Why JR’s Father Is Called “The Voice”

Johnny Michaels enters the house in The Tender Bar

JR’s father (The Purge’s Max Martini) is a radio personality in The Tender Bar and is referred to in the film as “The Voice,” however, there is a deeper meaning behind the nickname. As JR’s father is largely absent from his life, JR spends much of his youth seeking him through any means possible—even a radio. Over the course of the film, young JR “talks” to his father through the radio, listening to his father’s voice over the airwaves. Near the end of the film, however, when JR confronts his father, he tells The Voice to stop talking in a scene that symbolizes that JR is no longer listening to—and yearning for—his father’s advice and presence in his life.

What Happens With Sidney

Sidney smiling at the table in The Tender Bar

JR spends much of The Tender Bar chasing a girl he meets at Yale, Sidney, whose treatment of JR greatly resembles that of his father. Sidney abuses JR throughout The Tender Bar, only carrying on a relationship with JR when it suits her and then discards him. JR’s unresolved issues with his father keep him perpetually at her beck-and-call, desperately seeking to prove that he is worthy of commitment and love. In The Tender Bar’s ending, JR and Sidney’s relationship is never dissolved, but when JR finally confronts his father’s abusive behavior, JR’s relationship with Sidney is presumably over as he has recognized and resolved the root of the issue.

Does JR Write His Memoir?

Young JR sitting the bar in The Tender Bar

After JR is refused the journalist position at the New York Times, he appears elated—the audience’s first clue that JR feels free to pursue his dream of writing a book. In fact, The Tender Bar is based on the memoir written by the real-life JR—writer J. R. Moehringer—so it can be assumed JR wrote his memoir. However, life after Yale was a bit different for the real J. R. After graduating from Yale in 1986, the real J. R. worked at several news publications before becoming a journalist at the L. A. Times in 1994. As his memoir, The Tender Bar, was not published until 2005, the real J. R. had a long career in news before completing his memoir.

- [Recorded data]
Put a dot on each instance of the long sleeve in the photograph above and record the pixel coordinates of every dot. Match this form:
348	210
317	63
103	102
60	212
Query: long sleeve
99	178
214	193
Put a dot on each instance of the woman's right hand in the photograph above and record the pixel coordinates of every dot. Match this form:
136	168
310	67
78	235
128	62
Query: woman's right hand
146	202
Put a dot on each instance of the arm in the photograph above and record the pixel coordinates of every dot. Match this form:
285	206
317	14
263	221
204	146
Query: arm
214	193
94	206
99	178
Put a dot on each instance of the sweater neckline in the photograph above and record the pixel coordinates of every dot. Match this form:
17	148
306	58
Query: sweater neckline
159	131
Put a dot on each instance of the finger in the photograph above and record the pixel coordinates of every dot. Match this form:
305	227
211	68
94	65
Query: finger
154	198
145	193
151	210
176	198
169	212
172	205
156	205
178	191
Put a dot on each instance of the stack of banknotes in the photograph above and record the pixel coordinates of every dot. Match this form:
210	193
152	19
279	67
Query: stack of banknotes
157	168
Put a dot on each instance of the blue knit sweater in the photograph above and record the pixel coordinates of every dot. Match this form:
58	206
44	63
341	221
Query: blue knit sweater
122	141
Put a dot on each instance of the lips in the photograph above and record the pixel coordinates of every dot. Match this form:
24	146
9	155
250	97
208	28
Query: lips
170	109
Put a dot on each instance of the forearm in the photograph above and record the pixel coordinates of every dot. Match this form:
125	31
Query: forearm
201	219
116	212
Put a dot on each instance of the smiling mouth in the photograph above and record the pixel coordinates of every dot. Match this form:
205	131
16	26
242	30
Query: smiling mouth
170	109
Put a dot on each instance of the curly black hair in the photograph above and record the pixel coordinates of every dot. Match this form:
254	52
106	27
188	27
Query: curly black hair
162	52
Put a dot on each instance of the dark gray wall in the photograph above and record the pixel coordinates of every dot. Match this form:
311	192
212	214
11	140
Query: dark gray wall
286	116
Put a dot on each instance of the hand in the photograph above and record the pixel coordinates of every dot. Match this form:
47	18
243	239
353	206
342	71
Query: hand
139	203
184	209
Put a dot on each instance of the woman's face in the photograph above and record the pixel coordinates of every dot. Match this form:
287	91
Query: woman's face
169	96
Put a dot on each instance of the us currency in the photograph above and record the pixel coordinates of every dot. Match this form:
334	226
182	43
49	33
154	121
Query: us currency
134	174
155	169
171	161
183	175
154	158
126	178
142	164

- [Work order 1] In the section on whether JR writes his memoir, change "elated" to "overjoyed" and give the passage from "After JR is" to "completing his memoir." with that change.
- [Work order 2] Continue the text on The Tender Bar from its last sentence.
The records come from a different source than the text.

- [Answer area 1]
After JR is refused the journalist position at the New York Times, he appears overjoyed—the audience’s first clue that JR feels free to pursue his dream of writing a book. In fact, The Tender Bar is based on the memoir written by the real-life JR—writer J. R. Moehringer—so it can be assumed JR wrote his memoir. However, life after Yale was a bit different for the real J. R. After graduating from Yale in 1986, the real J. R. worked at several news publications before becoming a journalist at the L. A. Times in 1994. As his memoir, The Tender Bar, was not published until 2005, the real J. R. had a long career in news before completing his memoir.

- [Answer area 2]
The Real Meaning of The Tender Bar Ending

Tye Sheridan & Ben Affleck in The Tender BarTye Sheridan & Ben Affleck in The Tender Bar

Primarily a coming-of-age story, The Tender Bar focuses on JR overcoming the emotional abuse that stunts his personal growth and relationships until The Tender Bar’s ending. In coming to terms with who his father really is, JR’s character in The Tender Bar is freed by the realization that the abuse is not, and has never been, about him. He extricates himself from the similarly abusive relationship he has with Sidney and finally begins to focus on who he is and what he wants to accomplish, rather than who he is in relation to how other people treat him.

Through Uncle Charlie’s wisdom and love for literature, The Tender Bar’s ending also infers the importance of education, though not necessarily through the Ivy-League, mainstream educational system. Uncle Charlie is a self-educated man who also stands in stark contrast to his father, JR’s grandfather (played by Back To The Future’s beloved Doc, Christopher Lloyd), who graduated from Dartmouth and has done little since. The Tender Bar seems to point out that knowledge and wisdom are an accomplishment spurred by personal perseverance rather than a system.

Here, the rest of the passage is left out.